- Prompt: Return each line of the data below verbatim; pictures are to be left out.

- Images for object localization:
◆ ◆ ◆ ◆ ◆ ◆ ◆

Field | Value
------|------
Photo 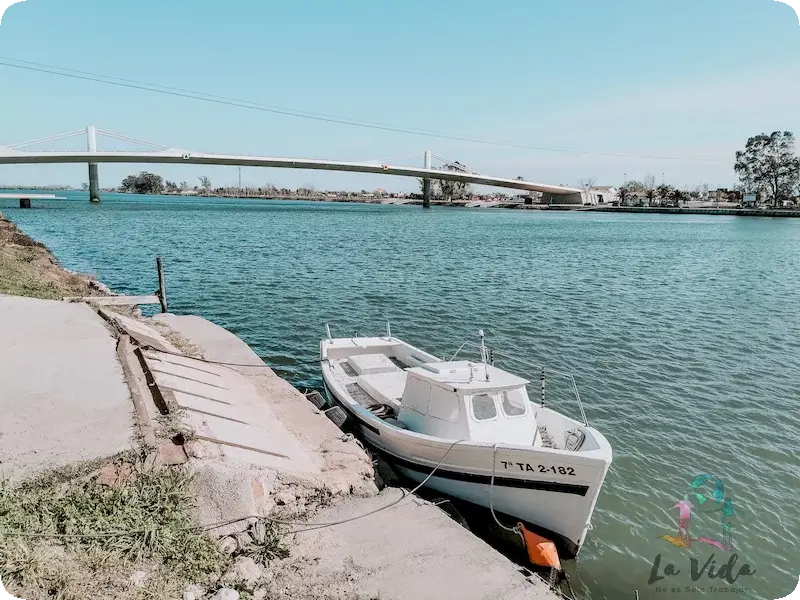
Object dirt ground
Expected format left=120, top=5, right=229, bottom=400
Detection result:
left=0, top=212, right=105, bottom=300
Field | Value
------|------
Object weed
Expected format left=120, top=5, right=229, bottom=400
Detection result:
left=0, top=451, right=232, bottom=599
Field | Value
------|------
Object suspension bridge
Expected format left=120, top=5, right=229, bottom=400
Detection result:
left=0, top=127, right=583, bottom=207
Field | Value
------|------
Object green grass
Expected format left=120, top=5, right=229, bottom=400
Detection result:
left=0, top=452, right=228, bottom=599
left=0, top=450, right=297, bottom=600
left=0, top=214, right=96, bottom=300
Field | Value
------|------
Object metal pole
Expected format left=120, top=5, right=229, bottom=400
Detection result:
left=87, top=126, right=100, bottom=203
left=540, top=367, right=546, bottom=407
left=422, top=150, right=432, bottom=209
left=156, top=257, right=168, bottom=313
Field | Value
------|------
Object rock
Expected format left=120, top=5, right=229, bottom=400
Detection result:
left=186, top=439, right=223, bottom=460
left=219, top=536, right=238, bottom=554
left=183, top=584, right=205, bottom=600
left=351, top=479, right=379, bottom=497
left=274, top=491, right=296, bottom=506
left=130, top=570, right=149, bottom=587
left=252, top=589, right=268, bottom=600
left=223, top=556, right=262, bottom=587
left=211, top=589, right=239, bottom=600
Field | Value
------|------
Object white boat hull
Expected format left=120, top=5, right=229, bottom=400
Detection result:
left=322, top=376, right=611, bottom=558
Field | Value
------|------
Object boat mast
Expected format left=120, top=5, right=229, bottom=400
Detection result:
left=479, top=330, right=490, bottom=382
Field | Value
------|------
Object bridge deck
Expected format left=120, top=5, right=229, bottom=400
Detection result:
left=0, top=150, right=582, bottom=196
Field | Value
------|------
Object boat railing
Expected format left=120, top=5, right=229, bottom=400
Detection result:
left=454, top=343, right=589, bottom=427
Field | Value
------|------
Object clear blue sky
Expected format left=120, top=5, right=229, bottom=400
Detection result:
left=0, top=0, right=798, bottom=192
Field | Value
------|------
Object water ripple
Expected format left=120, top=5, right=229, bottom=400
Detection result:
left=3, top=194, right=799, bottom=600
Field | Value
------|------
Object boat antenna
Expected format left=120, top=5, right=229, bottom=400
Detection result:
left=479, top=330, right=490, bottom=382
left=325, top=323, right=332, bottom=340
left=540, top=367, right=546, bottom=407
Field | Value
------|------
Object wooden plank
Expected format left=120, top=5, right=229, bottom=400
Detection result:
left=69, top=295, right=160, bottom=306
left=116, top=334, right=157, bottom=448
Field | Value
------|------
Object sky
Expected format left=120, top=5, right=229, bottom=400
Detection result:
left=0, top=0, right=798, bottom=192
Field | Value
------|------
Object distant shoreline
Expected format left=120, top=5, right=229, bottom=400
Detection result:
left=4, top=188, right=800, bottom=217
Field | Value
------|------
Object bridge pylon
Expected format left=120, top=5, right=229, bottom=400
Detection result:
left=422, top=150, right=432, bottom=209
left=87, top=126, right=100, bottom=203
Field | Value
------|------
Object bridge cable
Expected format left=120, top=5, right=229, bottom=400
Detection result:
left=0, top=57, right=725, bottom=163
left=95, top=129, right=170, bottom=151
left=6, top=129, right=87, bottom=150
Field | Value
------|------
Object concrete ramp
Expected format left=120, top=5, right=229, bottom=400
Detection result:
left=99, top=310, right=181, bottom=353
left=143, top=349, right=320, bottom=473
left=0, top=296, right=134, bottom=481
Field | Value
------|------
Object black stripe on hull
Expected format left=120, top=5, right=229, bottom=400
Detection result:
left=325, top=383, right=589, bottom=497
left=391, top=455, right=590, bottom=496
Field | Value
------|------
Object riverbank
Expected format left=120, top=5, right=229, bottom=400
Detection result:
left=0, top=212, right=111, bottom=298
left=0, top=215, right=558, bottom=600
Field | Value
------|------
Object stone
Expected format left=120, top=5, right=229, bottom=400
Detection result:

◆ ◆ ◆ ◆ ◆ ◆ ◆

- Final answer:
Field | Value
------|------
Photo 
Object dirt ground
Expected format left=120, top=5, right=229, bottom=400
Detection result:
left=0, top=212, right=105, bottom=300
Field | Value
------|------
Object weed
Expected format left=120, top=5, right=229, bottom=400
Detection result:
left=0, top=451, right=232, bottom=599
Field | Value
------|------
Object suspension bridge
Expected format left=120, top=5, right=229, bottom=400
Detection result:
left=0, top=127, right=583, bottom=207
Field | Value
------|------
Object green grass
Expected format left=120, top=5, right=229, bottom=400
Detection result:
left=0, top=452, right=228, bottom=599
left=0, top=450, right=297, bottom=600
left=0, top=214, right=96, bottom=300
Field | Value
------|------
Object metal pole
Expected format left=120, top=5, right=229, bottom=400
Detection result:
left=87, top=126, right=100, bottom=203
left=540, top=367, right=546, bottom=407
left=422, top=150, right=432, bottom=209
left=156, top=257, right=168, bottom=313
Field | Value
------|------
Object rock
Expected format left=120, top=5, right=229, bottom=400
Detection result:
left=186, top=439, right=223, bottom=460
left=219, top=536, right=238, bottom=554
left=183, top=584, right=205, bottom=600
left=351, top=479, right=379, bottom=497
left=274, top=491, right=296, bottom=506
left=130, top=570, right=149, bottom=587
left=252, top=589, right=268, bottom=600
left=223, top=556, right=262, bottom=587
left=211, top=589, right=239, bottom=600
Field | Value
------|------
Object white boat hull
Expected format left=120, top=5, right=229, bottom=400
Detection result:
left=322, top=376, right=611, bottom=558
Field | Value
------|------
Object boat mast
Expected format left=120, top=5, right=229, bottom=400
Detection result:
left=479, top=330, right=490, bottom=382
Field | Value
------|------
Object bridge deck
Expected format left=120, top=5, right=229, bottom=400
Detection result:
left=0, top=150, right=582, bottom=196
Field | Value
------|------
Object boat railing
Expected format left=120, top=5, right=229, bottom=400
Detection result:
left=454, top=343, right=589, bottom=427
Field | Value
------|------
Object clear blue sky
Expected format left=120, top=5, right=229, bottom=400
Detection result:
left=0, top=0, right=798, bottom=192
Field | Value
------|------
Object water ripple
Expected format left=120, top=5, right=229, bottom=400
Detection result:
left=3, top=194, right=799, bottom=600
Field | Value
------|------
Object boat antenna
Expected format left=120, top=5, right=229, bottom=400
Detection result:
left=479, top=330, right=490, bottom=382
left=325, top=323, right=332, bottom=340
left=540, top=367, right=546, bottom=407
Field | Value
------|------
Object wooden plank
Expected format left=120, top=5, right=229, bottom=400
Detection result:
left=69, top=295, right=160, bottom=306
left=116, top=334, right=157, bottom=448
Field | Value
------|------
Object sky
Expected format left=120, top=5, right=229, bottom=400
Detection result:
left=0, top=0, right=798, bottom=192
Field | Value
------|------
Object distant shoreline
Expected format left=120, top=5, right=229, bottom=400
Detection result:
left=4, top=188, right=800, bottom=217
Field | Value
------|------
Object bridge pylon
Expected format left=120, top=5, right=229, bottom=400
Detection result:
left=422, top=150, right=432, bottom=209
left=87, top=126, right=100, bottom=203
Field | Value
------|------
Object bridge cable
Expected format left=120, top=5, right=229, bottom=400
Detection result:
left=0, top=57, right=725, bottom=163
left=95, top=129, right=170, bottom=151
left=6, top=129, right=87, bottom=150
Field | Value
------|------
Object concrete ramp
Expected format left=120, top=5, right=229, bottom=400
Detection result:
left=99, top=310, right=181, bottom=353
left=143, top=349, right=320, bottom=473
left=0, top=296, right=134, bottom=481
Field | Value
------|------
Object black stripe on hull
Expected format left=120, top=5, right=229, bottom=400
Detection result:
left=325, top=383, right=589, bottom=497
left=391, top=455, right=590, bottom=496
Field | Value
------|------
Object riverbank
Expected format left=120, top=5, right=229, bottom=400
Detection result:
left=0, top=212, right=111, bottom=298
left=0, top=215, right=558, bottom=600
Field | Value
------|------
Object stone
Expected format left=120, top=5, right=229, bottom=400
Detection result:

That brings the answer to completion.